== TASK OBJECTIVE ==
Start at the line with "Mark the dark" in the records below, stop at the line with "Mark the ocean", and return every line in that span exactly, the two end lines included.

== THE DATA ==

****************************************

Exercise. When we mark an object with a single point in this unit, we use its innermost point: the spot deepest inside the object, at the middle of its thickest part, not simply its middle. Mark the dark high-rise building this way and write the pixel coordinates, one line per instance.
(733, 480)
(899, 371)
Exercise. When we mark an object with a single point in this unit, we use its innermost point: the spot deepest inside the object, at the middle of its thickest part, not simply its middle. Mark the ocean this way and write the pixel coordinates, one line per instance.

****************************************

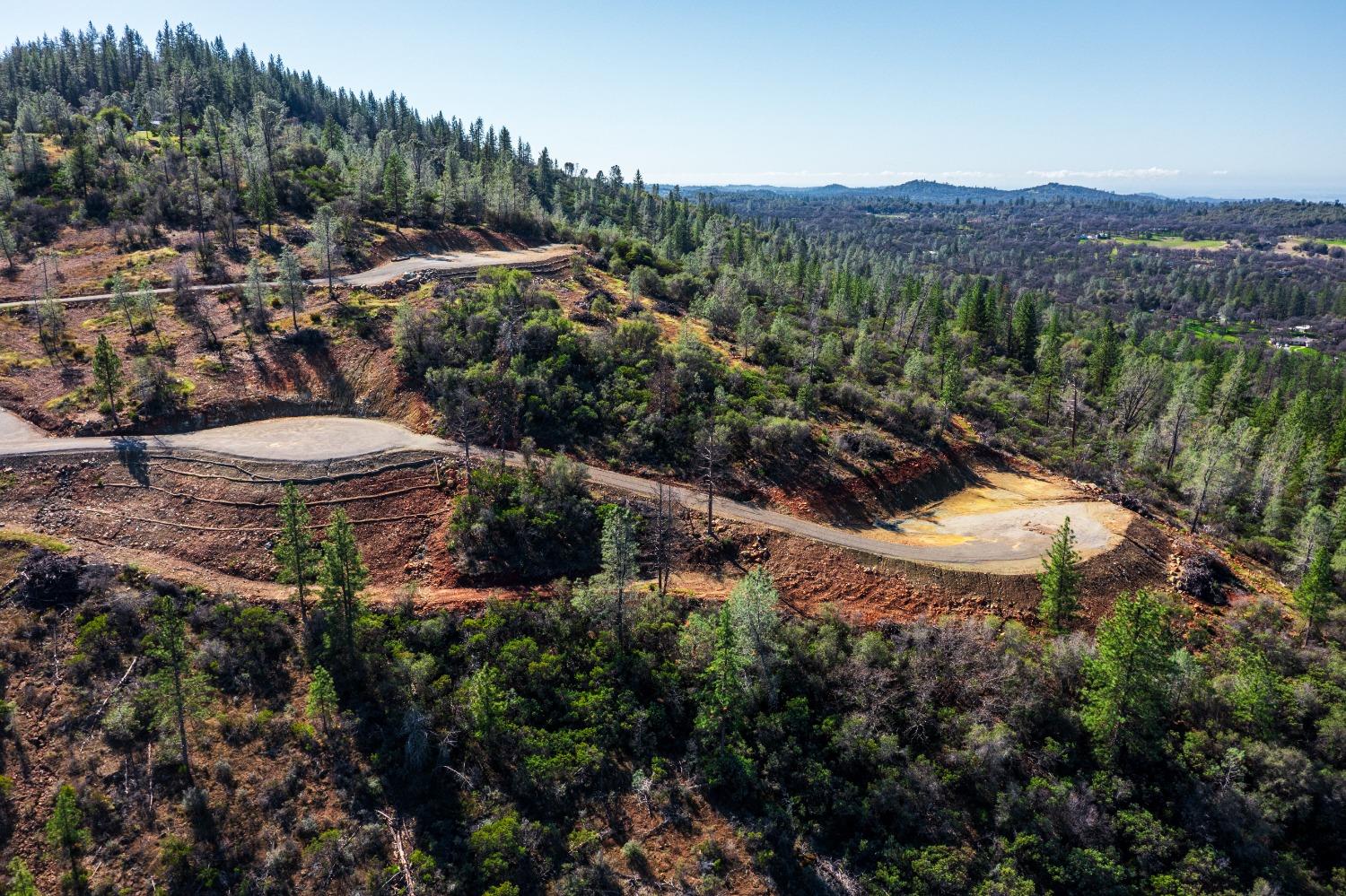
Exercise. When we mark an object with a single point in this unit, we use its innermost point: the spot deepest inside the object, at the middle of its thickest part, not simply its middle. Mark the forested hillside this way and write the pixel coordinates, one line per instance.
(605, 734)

****************************************

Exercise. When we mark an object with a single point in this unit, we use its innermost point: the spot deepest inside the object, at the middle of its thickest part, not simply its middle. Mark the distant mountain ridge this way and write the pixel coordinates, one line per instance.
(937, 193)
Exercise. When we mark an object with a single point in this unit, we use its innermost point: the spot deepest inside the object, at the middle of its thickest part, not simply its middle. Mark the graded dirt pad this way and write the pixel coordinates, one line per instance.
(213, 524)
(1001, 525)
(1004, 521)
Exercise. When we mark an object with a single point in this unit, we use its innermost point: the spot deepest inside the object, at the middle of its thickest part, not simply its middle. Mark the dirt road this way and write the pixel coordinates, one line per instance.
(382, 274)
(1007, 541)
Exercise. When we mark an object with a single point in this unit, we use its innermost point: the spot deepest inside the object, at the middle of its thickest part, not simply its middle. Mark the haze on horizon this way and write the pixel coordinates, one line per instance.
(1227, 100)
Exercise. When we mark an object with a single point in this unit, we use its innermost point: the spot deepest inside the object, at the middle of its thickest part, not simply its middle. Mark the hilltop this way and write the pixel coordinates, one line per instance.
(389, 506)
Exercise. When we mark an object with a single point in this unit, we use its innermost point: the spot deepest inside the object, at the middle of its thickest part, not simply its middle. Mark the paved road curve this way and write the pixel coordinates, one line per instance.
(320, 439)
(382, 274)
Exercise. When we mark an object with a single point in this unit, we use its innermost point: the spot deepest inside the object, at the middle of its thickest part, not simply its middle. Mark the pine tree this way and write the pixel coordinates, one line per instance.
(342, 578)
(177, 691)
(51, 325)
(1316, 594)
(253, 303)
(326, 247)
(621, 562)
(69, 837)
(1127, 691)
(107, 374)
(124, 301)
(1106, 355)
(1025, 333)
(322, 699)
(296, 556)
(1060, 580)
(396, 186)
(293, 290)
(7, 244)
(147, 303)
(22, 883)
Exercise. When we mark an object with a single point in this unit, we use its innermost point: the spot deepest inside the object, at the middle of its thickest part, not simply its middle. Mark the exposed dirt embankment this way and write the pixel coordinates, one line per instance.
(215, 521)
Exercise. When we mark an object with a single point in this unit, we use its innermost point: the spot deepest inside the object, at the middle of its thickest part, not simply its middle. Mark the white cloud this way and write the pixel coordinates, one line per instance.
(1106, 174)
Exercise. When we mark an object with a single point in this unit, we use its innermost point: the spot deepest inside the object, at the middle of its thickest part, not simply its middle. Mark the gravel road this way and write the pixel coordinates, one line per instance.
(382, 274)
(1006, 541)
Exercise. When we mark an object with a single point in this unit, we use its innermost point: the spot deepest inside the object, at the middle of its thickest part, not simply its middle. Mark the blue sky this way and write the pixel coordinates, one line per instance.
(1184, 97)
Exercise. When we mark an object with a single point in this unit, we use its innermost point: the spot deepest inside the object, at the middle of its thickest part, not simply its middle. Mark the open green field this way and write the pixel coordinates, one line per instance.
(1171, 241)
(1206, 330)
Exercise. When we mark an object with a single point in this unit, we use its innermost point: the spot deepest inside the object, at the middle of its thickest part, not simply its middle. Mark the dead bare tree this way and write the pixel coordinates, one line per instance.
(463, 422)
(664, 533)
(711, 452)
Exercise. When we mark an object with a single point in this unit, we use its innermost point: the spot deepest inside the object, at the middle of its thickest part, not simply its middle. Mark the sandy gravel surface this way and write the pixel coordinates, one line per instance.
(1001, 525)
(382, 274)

****************************************

== OUTPUT FOR THIS TASK ==
Exercise. When we mark an object with a single point in this unit, we use its innermost point: the spot deepest inside the object, at the middle of its thickest part, not simply its middle. Mark the dark high-rise building this way and write the pixel coordinates, one line per instance.
(733, 480)
(899, 371)
Exercise. When we mark an object with a single point in this unit, we use its innermost point: the spot deepest inside the object, at the middle of its thickest part, not simply its middle. Mark the ocean this way and write the pixel coordinates, one line per instance.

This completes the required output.